*** Text to read
Saturday, August 29, 2009

Pisco's revisited

I almost had a heart attack the other week. Cruising along Southside on an early Saturday afternoon we glanced over at Pisco's and saw no cars in the parking lot and no perceptible glow emanating from the "open" sign. You know that sinking feeling you get when something awful has just happened and you realize that everything has been irrevocably altered? Perhaps it wasn't as pronounced as such a moment of great tragedy but I still felt unsettled for the next few hours.

The next day, concerned and unable to think of an unfamiliar place to visit, we made the decision to face our fears and head to Pisco's. Cruising along Southside again, a violent shriek calls out. "The sign is gone!" Peering towards the edge of the impending strip mall, there is indeed no sign and, for a brief moment, everything is lost.

Wrong strip mall.

Driving a little further we are met with a comforting sign. Cars, a glowing sign, and Pisco's delivery mobiles. What, you didn't know they deliver? I wouldn't pass up the chance to visit in the flesh but I'd gladly have Pisco's come cater my next lunch meeting. Now, if only there were an online menu.
******
*** Supplied information
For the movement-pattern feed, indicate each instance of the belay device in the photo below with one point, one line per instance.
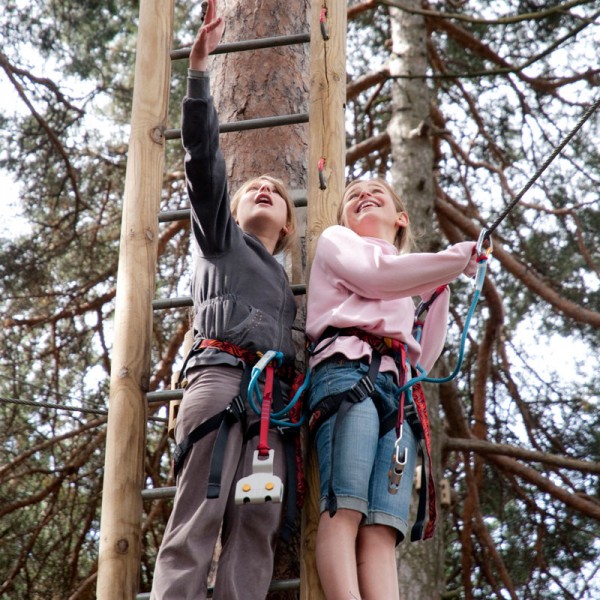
******
*List of tasks:*
[a] In the Pisco's post, what three things make up the comforting sign the writer finds?
[b] Decide whether each statement agrees with the Pisco's post, answering yes or no and quoting the deciding words: (i) The first drive past Pisco's took place on an early Saturday afternoon. (ii) The missing sign was really at Pisco's. (iii) Pisco's has an online menu.
[c] Please repeat the Pisco's post word for word, from "Driving a little" to "an online menu.".
The data above is separate from the Pisco's post.

*Set of answers:*
[a] Cars, a glowing sign, and Pisco's delivery mobiles.

[b]
(i) Yes: "Cruising along Southside on an early Saturday afternoon"
(ii) No: "Wrong strip mall."
(iii) No: "Now, if only there were an online menu."

[c]
Driving a little further we are met with a comforting sign. Cars, a glowing sign, and Pisco's delivery mobiles. What, you didn't know they deliver? I wouldn't pass up the chance to visit in the flesh but I'd gladly have Pisco's come cater my next lunch meeting. Now, if only there were an online menu.